THE EXERCISE.
Convert the listing below, from its first line through the line containing "top-left (57, 630), bottom-right (1262, 905)", into a JSON list of strings with one string per line and blank lines left out.

ENTRIES.
++++
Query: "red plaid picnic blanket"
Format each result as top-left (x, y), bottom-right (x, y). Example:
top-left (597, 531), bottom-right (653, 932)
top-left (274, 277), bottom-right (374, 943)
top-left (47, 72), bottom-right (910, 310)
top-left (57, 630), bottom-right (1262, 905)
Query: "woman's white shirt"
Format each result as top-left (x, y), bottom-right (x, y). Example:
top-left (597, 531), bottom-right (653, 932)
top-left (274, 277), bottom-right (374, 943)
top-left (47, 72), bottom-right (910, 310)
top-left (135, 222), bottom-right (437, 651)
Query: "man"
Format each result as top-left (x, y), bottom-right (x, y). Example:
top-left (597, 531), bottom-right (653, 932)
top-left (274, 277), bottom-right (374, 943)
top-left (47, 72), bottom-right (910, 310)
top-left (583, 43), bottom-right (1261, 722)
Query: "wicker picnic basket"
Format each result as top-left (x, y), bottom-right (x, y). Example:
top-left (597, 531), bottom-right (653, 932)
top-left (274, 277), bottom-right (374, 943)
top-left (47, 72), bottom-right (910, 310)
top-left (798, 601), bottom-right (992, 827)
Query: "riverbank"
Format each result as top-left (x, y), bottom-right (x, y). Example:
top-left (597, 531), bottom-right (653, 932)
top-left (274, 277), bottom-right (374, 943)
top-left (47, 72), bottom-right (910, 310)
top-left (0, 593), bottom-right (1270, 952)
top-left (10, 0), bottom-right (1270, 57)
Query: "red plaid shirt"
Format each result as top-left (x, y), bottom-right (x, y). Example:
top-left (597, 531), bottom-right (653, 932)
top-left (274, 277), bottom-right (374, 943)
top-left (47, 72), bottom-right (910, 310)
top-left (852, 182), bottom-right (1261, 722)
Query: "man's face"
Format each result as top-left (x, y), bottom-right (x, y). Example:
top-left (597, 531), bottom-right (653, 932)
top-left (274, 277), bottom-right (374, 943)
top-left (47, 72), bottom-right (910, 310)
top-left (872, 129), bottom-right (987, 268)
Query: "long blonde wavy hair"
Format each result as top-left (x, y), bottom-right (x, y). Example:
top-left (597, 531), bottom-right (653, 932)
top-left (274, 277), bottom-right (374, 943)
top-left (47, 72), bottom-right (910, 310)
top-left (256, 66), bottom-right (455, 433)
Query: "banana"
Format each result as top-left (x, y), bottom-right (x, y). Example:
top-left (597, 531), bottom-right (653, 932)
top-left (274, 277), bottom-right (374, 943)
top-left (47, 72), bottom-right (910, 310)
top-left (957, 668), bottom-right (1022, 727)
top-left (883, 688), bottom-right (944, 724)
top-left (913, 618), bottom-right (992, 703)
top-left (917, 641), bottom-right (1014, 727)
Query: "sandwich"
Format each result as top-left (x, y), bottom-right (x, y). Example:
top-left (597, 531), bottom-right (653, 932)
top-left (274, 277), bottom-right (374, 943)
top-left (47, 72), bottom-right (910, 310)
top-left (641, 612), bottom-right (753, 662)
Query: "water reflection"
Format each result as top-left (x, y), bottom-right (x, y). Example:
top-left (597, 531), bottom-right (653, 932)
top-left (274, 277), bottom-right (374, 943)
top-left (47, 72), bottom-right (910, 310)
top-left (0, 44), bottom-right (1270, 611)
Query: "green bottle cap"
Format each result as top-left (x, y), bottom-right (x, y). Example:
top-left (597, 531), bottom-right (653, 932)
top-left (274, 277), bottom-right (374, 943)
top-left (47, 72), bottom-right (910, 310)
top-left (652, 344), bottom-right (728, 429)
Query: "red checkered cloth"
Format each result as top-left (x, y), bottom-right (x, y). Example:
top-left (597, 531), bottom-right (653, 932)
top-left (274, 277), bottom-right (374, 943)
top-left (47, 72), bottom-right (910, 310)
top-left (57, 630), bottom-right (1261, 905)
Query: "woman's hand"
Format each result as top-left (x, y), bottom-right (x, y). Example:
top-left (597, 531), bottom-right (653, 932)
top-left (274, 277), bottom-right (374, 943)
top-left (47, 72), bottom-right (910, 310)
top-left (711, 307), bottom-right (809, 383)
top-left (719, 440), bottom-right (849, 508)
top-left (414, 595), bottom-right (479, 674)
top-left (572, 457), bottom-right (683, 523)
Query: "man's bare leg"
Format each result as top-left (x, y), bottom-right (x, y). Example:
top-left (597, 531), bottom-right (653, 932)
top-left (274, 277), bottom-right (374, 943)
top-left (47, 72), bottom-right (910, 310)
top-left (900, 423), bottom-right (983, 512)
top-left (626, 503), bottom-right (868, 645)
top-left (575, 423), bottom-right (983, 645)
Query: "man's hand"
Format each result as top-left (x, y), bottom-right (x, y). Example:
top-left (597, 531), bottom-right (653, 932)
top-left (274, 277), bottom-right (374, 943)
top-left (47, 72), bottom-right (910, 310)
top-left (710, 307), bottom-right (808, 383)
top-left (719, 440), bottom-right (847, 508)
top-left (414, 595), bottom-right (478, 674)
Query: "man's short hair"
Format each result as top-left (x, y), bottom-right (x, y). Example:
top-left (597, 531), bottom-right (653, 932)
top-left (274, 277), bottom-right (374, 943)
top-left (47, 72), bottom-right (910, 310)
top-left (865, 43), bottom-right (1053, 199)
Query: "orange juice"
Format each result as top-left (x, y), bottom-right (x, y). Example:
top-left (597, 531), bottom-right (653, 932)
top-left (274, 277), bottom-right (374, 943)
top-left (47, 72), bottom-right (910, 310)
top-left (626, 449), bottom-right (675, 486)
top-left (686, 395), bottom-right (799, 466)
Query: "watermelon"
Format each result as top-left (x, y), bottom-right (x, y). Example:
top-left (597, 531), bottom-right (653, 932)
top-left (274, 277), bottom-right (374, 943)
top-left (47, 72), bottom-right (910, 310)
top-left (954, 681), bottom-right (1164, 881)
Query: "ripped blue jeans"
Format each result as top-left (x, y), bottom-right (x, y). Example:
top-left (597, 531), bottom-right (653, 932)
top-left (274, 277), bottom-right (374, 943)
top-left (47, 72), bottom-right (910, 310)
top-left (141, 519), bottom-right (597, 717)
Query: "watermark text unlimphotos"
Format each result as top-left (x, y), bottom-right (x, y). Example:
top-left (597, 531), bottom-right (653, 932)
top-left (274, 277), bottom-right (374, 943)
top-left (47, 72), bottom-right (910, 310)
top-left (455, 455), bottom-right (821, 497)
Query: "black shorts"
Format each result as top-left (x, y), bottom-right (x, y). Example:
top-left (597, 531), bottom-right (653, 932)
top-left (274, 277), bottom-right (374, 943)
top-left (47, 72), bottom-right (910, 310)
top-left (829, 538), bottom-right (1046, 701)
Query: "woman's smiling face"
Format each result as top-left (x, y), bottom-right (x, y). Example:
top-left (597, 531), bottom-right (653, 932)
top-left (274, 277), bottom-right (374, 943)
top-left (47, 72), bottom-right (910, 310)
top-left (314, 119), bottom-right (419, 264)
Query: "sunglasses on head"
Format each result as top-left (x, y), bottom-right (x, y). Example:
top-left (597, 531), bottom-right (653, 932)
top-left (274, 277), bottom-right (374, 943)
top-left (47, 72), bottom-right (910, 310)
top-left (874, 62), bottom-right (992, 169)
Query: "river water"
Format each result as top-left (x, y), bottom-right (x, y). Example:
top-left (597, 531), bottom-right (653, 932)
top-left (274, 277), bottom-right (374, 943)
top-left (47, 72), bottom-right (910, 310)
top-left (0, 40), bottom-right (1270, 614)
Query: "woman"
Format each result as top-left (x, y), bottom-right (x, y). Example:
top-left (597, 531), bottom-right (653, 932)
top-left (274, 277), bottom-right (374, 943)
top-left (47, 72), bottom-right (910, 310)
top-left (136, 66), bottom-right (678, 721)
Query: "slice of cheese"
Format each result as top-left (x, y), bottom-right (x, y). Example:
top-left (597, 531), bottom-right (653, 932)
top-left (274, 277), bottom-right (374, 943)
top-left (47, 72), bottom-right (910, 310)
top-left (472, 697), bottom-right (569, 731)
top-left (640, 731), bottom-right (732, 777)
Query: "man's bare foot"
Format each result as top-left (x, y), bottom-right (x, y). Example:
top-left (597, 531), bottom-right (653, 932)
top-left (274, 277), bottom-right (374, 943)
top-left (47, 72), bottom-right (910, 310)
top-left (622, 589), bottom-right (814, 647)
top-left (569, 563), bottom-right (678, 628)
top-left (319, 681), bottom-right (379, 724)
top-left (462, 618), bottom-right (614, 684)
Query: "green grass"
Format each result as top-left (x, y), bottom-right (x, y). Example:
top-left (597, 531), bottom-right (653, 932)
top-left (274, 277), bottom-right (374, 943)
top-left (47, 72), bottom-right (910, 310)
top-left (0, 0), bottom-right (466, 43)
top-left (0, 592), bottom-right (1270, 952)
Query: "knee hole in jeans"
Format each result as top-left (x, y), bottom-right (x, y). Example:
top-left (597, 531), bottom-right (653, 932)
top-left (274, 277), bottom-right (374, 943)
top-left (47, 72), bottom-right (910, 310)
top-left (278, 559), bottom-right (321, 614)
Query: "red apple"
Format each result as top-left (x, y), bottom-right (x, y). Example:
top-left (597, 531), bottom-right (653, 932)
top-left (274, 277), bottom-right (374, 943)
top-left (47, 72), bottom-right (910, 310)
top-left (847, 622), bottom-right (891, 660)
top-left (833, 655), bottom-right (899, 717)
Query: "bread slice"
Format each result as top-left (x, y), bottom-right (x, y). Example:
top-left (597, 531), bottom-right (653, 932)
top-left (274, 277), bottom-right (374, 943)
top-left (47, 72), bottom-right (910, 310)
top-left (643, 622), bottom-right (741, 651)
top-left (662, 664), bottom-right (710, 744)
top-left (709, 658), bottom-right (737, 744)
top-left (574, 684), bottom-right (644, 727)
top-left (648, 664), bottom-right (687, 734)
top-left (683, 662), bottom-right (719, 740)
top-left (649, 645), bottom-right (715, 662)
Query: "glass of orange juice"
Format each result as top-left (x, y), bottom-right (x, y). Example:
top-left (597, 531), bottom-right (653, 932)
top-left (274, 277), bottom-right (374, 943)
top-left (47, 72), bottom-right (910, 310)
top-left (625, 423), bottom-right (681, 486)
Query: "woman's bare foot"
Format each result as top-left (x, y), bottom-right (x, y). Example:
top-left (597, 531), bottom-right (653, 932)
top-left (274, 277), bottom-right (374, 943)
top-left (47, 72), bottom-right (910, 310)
++++
ANSWER BELOW.
[
  "Query: \"red plaid picnic blanket\"",
  "Format each result as top-left (x, y), bottom-right (x, y). Example:",
  "top-left (597, 531), bottom-right (653, 932)",
  "top-left (274, 277), bottom-right (374, 943)",
  "top-left (47, 72), bottom-right (910, 310)",
  "top-left (57, 630), bottom-right (1262, 905)"
]